Referring expression pointing data
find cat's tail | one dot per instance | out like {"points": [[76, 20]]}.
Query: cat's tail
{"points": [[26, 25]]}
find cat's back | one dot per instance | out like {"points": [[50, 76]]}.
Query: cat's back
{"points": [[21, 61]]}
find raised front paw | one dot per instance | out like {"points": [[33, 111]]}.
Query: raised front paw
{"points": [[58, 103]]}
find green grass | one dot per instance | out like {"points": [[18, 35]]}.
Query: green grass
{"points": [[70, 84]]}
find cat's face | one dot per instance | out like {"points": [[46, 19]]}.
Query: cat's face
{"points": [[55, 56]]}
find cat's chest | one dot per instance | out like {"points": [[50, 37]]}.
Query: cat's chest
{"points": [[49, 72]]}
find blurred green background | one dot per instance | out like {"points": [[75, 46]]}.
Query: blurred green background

* [What is required]
State the number of lines above that contain "blurred". Write nothing besides it.

* [Solved problem]
2